Material.
____
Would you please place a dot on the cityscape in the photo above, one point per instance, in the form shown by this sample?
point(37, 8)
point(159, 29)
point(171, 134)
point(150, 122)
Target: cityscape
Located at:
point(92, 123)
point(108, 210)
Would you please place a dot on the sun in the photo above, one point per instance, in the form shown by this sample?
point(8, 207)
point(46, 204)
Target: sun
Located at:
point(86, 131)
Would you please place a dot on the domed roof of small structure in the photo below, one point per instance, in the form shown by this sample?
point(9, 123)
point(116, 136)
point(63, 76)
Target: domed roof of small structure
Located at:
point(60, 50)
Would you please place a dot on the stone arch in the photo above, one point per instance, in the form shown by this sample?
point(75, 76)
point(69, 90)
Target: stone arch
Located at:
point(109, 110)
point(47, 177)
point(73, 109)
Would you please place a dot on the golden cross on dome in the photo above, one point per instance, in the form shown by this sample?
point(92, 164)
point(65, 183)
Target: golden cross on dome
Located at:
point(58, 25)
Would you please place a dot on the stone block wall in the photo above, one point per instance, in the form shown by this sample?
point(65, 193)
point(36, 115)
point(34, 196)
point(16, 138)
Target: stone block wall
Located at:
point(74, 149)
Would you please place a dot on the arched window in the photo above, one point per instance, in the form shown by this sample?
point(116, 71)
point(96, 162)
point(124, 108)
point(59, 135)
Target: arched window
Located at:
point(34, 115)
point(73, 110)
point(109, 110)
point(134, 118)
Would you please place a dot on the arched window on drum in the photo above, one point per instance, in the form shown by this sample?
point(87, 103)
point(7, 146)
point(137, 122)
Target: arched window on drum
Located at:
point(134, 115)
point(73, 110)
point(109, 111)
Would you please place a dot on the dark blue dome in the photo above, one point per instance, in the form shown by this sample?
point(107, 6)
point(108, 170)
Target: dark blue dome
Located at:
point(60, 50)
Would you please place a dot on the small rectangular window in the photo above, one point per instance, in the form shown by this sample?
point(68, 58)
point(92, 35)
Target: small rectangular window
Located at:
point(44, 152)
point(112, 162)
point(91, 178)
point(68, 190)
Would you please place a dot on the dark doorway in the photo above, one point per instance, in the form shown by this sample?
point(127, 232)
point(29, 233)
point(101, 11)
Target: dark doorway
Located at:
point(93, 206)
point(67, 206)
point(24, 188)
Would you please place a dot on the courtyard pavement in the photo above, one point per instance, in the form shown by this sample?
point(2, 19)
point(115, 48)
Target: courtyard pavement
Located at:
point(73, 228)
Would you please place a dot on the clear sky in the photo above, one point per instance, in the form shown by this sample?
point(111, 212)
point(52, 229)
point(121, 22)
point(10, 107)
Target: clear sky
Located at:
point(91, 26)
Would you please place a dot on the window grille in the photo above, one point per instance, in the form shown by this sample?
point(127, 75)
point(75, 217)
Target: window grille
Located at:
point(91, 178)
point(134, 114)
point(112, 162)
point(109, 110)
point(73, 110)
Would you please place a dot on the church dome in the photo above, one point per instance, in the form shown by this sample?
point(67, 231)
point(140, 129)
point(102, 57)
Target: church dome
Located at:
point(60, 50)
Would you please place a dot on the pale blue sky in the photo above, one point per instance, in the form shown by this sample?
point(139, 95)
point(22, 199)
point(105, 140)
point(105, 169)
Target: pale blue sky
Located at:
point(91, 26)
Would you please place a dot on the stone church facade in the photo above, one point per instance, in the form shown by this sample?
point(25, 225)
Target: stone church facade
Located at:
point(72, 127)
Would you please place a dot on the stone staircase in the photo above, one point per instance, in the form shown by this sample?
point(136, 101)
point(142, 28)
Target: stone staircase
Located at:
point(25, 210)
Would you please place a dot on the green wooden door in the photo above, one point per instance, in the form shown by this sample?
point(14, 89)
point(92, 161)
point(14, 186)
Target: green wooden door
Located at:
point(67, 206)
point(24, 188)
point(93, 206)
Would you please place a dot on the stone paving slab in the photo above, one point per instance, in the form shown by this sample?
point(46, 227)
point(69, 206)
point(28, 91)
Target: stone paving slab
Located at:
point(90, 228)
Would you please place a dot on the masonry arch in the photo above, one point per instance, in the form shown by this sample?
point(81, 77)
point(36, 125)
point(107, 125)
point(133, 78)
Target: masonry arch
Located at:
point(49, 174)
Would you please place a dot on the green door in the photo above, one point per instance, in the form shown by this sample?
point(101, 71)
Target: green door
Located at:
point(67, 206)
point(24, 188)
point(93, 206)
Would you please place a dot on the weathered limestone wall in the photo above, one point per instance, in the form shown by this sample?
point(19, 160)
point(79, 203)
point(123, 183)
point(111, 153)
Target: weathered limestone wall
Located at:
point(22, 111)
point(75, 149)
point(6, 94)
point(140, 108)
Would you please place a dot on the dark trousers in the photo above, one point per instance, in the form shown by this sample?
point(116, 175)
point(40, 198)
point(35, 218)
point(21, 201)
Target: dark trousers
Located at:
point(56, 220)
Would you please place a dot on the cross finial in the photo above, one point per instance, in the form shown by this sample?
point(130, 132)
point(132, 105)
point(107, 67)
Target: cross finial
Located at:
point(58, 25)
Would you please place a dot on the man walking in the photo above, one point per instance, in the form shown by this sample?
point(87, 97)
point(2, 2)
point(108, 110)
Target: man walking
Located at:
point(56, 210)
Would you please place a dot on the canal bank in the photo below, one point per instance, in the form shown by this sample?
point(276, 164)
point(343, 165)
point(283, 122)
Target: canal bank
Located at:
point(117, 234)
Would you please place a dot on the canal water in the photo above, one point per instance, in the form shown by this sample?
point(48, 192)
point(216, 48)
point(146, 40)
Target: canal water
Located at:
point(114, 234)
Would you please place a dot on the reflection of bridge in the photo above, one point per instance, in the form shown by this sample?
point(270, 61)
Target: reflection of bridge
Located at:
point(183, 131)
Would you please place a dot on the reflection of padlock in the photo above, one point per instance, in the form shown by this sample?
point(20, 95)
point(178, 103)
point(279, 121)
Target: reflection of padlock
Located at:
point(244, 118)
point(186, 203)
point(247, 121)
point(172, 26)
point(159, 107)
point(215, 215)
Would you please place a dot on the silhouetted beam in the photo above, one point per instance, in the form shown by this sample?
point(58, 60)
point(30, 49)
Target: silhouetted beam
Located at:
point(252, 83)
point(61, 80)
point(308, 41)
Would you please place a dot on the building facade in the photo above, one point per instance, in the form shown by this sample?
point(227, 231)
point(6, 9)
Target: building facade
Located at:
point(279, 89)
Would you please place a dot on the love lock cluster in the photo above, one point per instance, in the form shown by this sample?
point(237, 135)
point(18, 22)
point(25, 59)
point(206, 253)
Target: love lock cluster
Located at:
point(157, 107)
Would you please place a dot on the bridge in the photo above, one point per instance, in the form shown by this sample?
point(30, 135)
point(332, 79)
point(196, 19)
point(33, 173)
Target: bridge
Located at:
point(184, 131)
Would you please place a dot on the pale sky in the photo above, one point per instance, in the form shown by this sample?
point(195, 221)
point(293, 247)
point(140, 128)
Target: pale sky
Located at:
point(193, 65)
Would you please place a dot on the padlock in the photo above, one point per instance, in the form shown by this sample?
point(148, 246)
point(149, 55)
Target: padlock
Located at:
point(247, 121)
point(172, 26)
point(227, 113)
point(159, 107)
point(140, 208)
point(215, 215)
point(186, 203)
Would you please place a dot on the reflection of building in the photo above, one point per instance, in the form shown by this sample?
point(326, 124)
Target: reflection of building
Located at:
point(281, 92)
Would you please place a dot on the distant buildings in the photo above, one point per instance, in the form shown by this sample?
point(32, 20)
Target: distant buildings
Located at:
____
Description of the task.
Add 105 to both coordinates of every answer point in the rows between the line holding "Would you please place a dot on the stone block" and the line holding "point(74, 149)", inclusive, and write those lines out again in full, requests included. Leave the request wording and its sample points unchanged.

Output for this task.
Would you please place a dot on the stone block wall in the photo above, one point per instance, in the form shown by this sample?
point(65, 193)
point(36, 115)
point(34, 196)
point(16, 138)
Target: stone block wall
Located at:
point(179, 254)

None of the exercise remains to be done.